» **TASKS TO COMPLETE**:
1. Quote the part of the winter lawn thread that opens with the words containing "But this happened" and closes with "covered with snow.".
2. Do these statements agree with the winter lawn thread? Answer yes or no for each and quote the deciding words from the thread.
(a) The shaded area of the first poster's lawn is mainly Poa supina.
(b) The left part of the first poster's lawn received urea at the beginning of January.
(c) The athletic field in mattcavrak's post is in MD.
3. In the winter lawn thread, what color does the first poster give for Poa supina?

» **SELECTED EXTRACT**:
Even though I live thousands of miles away from you on another continent (Europe), I observe the same conditions and effects. The winter has been extremely mild without snow but about the double than average amount of rain in February. And most parts of the lawn have a lot of dead leafs. One part on January, 25th, 2020:










But this happened already in late October, as always. Maybe a fungus like leaf spot.

That the left and upper part are greener has a simple reason. The left part received urea in the middle of December and the upper in the beginning of January. The parts where the nitrogen blitz stroke in September and October are also a lot greener (urea put down on the right):










I used urea the first time last year, but I looks like it can keep the grass much greener during the winter. But this winter isn't normal and I can't predict how the lawn will react to urea in a cold winter covered with snow.

Another part of the lawn has less dead leaves now. This is an area in the shadow with mainly Poa supina. But Poa supina is light yellowish green:


----------



## 86halibut (Jun 23, 2019)

my KBG looks the same (2-2.75inch), maybe a bit worse since it was trampled on during the winter by workers. Sadly some of the neglected fescue lawns even look greener/better and they are at least 3inches. As a noob, my guesses are something to do with mowing height and/or my late apps of Urea (possibly pushed some new growth or did not harden properly before winter)


----------



## mattcavrak (Feb 21, 2020)

What do you guys think caused this. Its the edge of a cool season mix athletic field in MD


----------



## Chris LI (Oct 26, 2018)

...just a guess by looking at the corner flag, there was more fertilizer applied to the field and a few feet around the perimeter, so it stayed greener, longer.


----------



## mattcavrak (Feb 21, 2020)

Chris LI said:


> ...just a guess by looking at the corner flag, there was more fertilizer applied to the field and a few feet around the perimeter, so it stayed greener, longer.


thats what I thought. thanks


----------

» **RECORD SET**:
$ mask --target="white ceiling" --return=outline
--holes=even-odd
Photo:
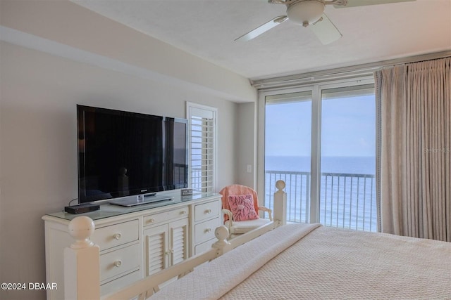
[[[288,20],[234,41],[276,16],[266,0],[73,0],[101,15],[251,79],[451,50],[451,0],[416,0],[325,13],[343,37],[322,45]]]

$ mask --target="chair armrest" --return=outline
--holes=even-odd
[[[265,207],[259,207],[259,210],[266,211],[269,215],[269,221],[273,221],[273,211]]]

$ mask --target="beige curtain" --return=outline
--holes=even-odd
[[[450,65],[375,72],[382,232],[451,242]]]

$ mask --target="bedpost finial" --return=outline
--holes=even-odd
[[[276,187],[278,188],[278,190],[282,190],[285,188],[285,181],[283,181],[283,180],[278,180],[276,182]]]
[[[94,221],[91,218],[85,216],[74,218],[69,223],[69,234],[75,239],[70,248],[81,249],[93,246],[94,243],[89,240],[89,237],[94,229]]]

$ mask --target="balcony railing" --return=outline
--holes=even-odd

» **ANSWERS**:
1.
But this happened already in late October, as always. Maybe a fungus like leaf spot.

That the left and upper part are greener has a simple reason. The left part received urea in the middle of December and the upper in the beginning of January. The parts where the nitrogen blitz stroke in September and October are also a lot greener (urea put down on the right):










I used urea the first time last year, but I looks like it can keep the grass much greener during the winter. But this winter isn't normal and I can't predict how the lawn will react to urea in a cold winter covered with snow.

2.
(a) Yes: "This is an area in the shadow with mainly Poa supina."
(b) No: "The left part received urea in the middle of December and the upper in the beginning of January."
(c) Yes: "Its the edge of a cool season mix athletic field in MD"

3. Light yellowish green.